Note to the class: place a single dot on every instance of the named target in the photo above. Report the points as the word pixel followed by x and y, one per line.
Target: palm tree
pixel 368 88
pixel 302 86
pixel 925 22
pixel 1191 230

━━━

● **Task objective**: Convert the records into a two-column CSV with the headers instruction and response, one row per record. Put each field in double quotes and replace its line breaks with spaces.

● **Task solution**:
instruction,response
"Note to the class: place a single dot on every instance of the named target in the photo above. Report the points as the word pixel followed by x and y, one per line. Target: palm tree","pixel 368 88 pixel 302 86 pixel 925 22 pixel 1191 230"